The response must contain every line of the records that follow, duplicated exactly.

[Stored items]
+++
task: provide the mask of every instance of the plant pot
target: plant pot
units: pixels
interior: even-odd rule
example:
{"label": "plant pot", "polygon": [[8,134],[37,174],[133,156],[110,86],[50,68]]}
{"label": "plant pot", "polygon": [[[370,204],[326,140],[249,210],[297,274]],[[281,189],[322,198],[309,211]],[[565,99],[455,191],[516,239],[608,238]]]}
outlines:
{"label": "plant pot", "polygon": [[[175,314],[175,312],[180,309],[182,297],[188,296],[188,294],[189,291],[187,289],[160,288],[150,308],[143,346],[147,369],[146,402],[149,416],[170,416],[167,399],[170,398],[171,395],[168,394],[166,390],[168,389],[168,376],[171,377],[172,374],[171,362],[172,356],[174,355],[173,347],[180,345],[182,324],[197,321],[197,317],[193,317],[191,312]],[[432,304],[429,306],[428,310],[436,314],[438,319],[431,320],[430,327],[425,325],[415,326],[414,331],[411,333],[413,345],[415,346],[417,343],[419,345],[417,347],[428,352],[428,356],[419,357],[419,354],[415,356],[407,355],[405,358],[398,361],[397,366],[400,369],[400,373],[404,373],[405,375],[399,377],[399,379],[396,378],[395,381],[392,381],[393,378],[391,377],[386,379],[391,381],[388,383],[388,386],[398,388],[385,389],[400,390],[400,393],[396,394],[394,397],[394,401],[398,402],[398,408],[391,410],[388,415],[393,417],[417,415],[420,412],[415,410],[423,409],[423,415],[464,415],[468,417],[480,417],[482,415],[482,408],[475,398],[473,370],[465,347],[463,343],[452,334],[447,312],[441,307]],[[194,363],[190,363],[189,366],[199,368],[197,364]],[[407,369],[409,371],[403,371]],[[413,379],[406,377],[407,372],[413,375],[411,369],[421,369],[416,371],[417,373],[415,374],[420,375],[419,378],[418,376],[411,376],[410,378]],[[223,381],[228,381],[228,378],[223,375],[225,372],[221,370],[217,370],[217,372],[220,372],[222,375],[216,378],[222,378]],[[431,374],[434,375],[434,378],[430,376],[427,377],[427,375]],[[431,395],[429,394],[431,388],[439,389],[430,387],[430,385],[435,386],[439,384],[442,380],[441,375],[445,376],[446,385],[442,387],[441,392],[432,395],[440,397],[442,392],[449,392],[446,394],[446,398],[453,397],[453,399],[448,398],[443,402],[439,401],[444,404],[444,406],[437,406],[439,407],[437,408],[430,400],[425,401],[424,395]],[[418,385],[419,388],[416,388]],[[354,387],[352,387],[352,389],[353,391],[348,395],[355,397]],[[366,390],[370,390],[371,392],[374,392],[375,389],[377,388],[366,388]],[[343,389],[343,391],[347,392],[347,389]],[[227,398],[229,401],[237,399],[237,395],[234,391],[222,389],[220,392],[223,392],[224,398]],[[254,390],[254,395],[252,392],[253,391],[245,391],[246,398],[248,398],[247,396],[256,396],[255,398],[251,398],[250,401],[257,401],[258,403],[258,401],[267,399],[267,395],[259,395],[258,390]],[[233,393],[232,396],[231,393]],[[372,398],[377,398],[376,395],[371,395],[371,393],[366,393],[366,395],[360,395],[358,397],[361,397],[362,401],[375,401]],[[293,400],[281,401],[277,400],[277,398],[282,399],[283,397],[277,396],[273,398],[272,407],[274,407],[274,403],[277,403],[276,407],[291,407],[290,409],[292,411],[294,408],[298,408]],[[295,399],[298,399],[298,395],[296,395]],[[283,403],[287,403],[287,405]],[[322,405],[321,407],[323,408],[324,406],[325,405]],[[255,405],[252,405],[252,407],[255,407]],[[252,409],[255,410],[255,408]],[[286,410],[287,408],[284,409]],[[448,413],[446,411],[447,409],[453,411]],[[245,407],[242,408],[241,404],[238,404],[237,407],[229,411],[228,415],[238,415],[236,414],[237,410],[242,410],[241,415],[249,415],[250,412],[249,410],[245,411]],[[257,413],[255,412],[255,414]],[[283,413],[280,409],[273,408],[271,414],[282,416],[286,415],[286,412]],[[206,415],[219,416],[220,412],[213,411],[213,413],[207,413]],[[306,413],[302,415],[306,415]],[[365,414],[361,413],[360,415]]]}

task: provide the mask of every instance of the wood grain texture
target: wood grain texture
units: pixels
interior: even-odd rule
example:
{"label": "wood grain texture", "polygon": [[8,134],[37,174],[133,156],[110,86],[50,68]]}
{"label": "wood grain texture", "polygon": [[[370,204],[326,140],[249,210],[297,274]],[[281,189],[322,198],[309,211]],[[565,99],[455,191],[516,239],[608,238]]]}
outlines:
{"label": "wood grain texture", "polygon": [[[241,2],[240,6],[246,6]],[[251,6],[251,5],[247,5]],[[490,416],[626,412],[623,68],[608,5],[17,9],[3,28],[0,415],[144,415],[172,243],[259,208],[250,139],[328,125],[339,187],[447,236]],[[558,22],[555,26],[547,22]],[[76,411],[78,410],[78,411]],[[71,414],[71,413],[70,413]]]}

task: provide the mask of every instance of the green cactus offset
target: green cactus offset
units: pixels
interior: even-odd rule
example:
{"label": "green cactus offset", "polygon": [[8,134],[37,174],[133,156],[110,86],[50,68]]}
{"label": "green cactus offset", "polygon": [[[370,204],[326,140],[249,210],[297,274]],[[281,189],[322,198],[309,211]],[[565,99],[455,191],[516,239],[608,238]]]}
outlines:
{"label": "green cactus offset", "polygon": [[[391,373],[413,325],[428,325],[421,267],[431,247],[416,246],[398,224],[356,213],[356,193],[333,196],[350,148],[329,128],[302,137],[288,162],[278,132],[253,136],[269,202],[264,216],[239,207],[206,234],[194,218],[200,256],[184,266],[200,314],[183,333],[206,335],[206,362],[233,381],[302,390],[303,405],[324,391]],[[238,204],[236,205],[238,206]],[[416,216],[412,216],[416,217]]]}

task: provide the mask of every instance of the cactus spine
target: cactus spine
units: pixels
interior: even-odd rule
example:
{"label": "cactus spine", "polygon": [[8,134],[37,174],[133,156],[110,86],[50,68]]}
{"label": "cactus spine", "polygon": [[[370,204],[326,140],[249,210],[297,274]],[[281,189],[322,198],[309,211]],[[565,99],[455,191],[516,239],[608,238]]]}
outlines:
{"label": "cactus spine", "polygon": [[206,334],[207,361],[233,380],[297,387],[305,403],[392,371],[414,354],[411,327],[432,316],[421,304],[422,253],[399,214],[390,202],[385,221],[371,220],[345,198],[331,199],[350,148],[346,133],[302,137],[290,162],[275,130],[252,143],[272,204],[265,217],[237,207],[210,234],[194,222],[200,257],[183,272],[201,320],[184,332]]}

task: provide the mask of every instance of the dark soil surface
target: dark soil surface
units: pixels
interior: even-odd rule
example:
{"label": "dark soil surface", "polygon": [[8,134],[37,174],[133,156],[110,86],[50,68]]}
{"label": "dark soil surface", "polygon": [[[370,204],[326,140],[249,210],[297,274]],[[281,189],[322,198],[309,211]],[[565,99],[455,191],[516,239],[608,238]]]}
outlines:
+++
* RESPONSE:
task: provide the mask of every instance of the plant pot
target: plant pot
units: pixels
interior: even-odd rule
example:
{"label": "plant pot", "polygon": [[8,134],[37,174],[133,156],[110,86],[50,68]]}
{"label": "plant pot", "polygon": [[[370,204],[326,140],[249,210],[297,274]],[[281,189],[322,198],[309,211]],[[565,99],[455,191],[516,239],[608,238]]]}
outlines:
{"label": "plant pot", "polygon": [[[175,314],[175,312],[180,309],[182,297],[188,296],[188,294],[189,291],[187,289],[160,288],[150,308],[143,346],[147,369],[146,402],[149,416],[170,416],[167,399],[170,398],[171,395],[168,394],[166,390],[168,389],[168,376],[171,377],[172,374],[171,362],[172,356],[174,355],[173,347],[180,345],[182,324],[197,321],[197,317],[193,317],[191,312]],[[432,304],[429,306],[428,310],[436,314],[438,319],[431,320],[430,327],[425,325],[415,326],[414,331],[411,333],[413,345],[415,346],[417,343],[419,345],[417,347],[428,352],[428,356],[419,357],[419,354],[415,356],[407,355],[405,358],[398,361],[397,366],[400,369],[400,373],[404,373],[405,375],[399,377],[399,379],[396,378],[395,381],[392,381],[393,378],[391,377],[386,379],[391,381],[388,383],[388,386],[398,388],[385,389],[400,390],[400,393],[396,394],[394,397],[394,401],[398,402],[398,408],[391,410],[388,415],[393,417],[417,415],[420,412],[415,410],[423,409],[423,415],[464,415],[468,417],[480,417],[482,415],[482,408],[475,398],[473,370],[465,347],[463,343],[452,334],[447,312],[441,307]],[[194,363],[190,363],[189,366],[199,368],[197,364]],[[407,369],[409,371],[403,371]],[[413,379],[406,377],[407,372],[413,375],[411,369],[421,369],[416,371],[417,373],[415,374],[420,375],[419,378],[418,376],[411,376],[410,378]],[[223,381],[228,381],[228,378],[223,375],[225,372],[221,370],[217,370],[217,372],[220,372],[222,375],[216,378],[222,378]],[[431,374],[434,375],[434,378],[430,376],[427,377],[427,375]],[[431,395],[429,394],[431,388],[439,389],[430,387],[430,385],[435,386],[439,384],[442,380],[441,375],[445,376],[446,385],[442,387],[441,392],[432,395],[440,397],[442,392],[449,392],[446,394],[446,398],[453,397],[453,399],[448,398],[443,402],[439,401],[444,404],[444,406],[437,406],[439,407],[437,408],[430,400],[425,401],[424,395]],[[418,385],[419,388],[416,388]],[[354,387],[352,387],[352,389],[353,391],[348,395],[355,397]],[[366,390],[370,390],[371,392],[374,392],[375,389],[377,388],[366,388]],[[343,389],[343,391],[347,392],[347,389]],[[227,398],[229,401],[237,399],[237,395],[234,391],[222,389],[220,392],[223,392],[224,398]],[[254,390],[254,395],[252,392],[253,391],[245,391],[246,398],[248,398],[247,396],[256,396],[255,398],[251,398],[250,401],[257,401],[258,403],[258,401],[267,399],[267,395],[259,395],[258,390]],[[233,393],[232,396],[231,393]],[[372,398],[377,398],[376,395],[371,395],[371,393],[366,393],[366,395],[360,395],[358,397],[361,397],[362,401],[375,401]],[[293,400],[281,401],[277,400],[277,398],[282,399],[283,397],[277,396],[273,398],[272,407],[274,407],[274,403],[277,403],[276,407],[291,407],[290,409],[292,411],[294,408],[298,408]],[[295,399],[298,399],[298,395],[296,395]],[[283,403],[287,403],[287,405]],[[322,405],[321,407],[323,408],[324,406],[325,405]],[[255,405],[252,405],[252,407],[255,407]],[[252,409],[255,410],[255,408]],[[286,410],[287,408],[284,409]],[[448,413],[446,411],[447,409],[453,411]],[[245,407],[242,408],[241,404],[238,404],[237,407],[229,411],[228,415],[238,415],[236,414],[237,410],[242,410],[241,415],[249,415],[250,412],[249,410],[245,411]],[[257,413],[255,412],[255,414]],[[283,413],[280,409],[273,408],[271,414],[282,416],[286,415],[286,412]],[[206,415],[219,416],[220,412],[213,411],[213,413],[207,413]],[[306,413],[302,415],[306,415]],[[365,414],[361,413],[360,415]]]}

task: provide the mask of every instance of the wood grain texture
target: wood grain texture
units: pixels
interior: even-odd rule
example:
{"label": "wood grain texture", "polygon": [[8,134],[37,174],[133,156],[110,86],[50,68]]}
{"label": "wood grain texture", "polygon": [[[370,204],[326,140],[249,210],[297,274]],[[281,189],[322,198],[309,211]],[[565,99],[455,191],[516,239],[608,238]]]}
outlines:
{"label": "wood grain texture", "polygon": [[[241,2],[240,6],[246,6]],[[251,6],[251,5],[247,5]],[[490,416],[626,412],[623,68],[608,5],[17,9],[3,28],[0,415],[144,415],[172,243],[259,208],[250,139],[328,125],[339,187],[447,236]],[[558,22],[555,26],[547,22]],[[76,411],[78,410],[78,411]],[[71,414],[71,413],[70,413]]]}

task: provide the mask of every instance of the green cactus offset
target: green cactus offset
units: pixels
interior: even-odd rule
example:
{"label": "green cactus offset", "polygon": [[8,134],[37,174],[133,156],[110,86],[50,68]]}
{"label": "green cactus offset", "polygon": [[[370,204],[326,140],[249,210],[297,274]],[[281,189],[322,198],[309,211]],[[565,99],[455,191],[516,239],[608,238]]]}
outlines:
{"label": "green cactus offset", "polygon": [[[391,373],[413,325],[428,325],[421,267],[431,247],[416,246],[398,224],[356,213],[356,193],[333,196],[350,148],[329,128],[302,137],[288,162],[278,132],[253,136],[269,202],[264,216],[239,207],[206,234],[194,218],[200,256],[184,266],[200,314],[183,333],[206,335],[206,362],[233,381],[302,390],[303,405],[324,391]],[[238,204],[236,205],[238,206]],[[416,216],[412,216],[416,217]]]}

task: provide the mask of every instance of the cactus spine
target: cactus spine
units: pixels
interior: even-odd rule
example:
{"label": "cactus spine", "polygon": [[8,134],[37,174],[133,156],[110,86],[50,68]]}
{"label": "cactus spine", "polygon": [[[370,204],[326,140],[249,210],[297,274]],[[281,189],[322,198],[309,211]],[[565,99],[455,191],[516,239],[608,238]]]}
outlines:
{"label": "cactus spine", "polygon": [[206,334],[207,361],[233,380],[297,387],[305,403],[392,371],[414,354],[411,327],[432,316],[421,304],[422,253],[399,214],[390,202],[385,221],[371,220],[345,198],[331,199],[350,148],[346,133],[302,137],[290,162],[275,130],[252,143],[272,204],[265,217],[237,207],[210,234],[194,222],[200,257],[183,272],[201,320],[184,332]]}

task: provide the mask of every instance of the dark soil surface
target: dark soil surface
units: pixels
interior: even-odd rule
example:
{"label": "dark soil surface", "polygon": [[8,134],[37,174],[133,156],[110,86],[50,68]]}
{"label": "dark soil surface", "polygon": [[[370,204],[326,140],[249,210],[297,274]],[[281,189],[322,198],[309,211]],[[565,99],[455,191],[516,239],[608,238]]]}
outlines:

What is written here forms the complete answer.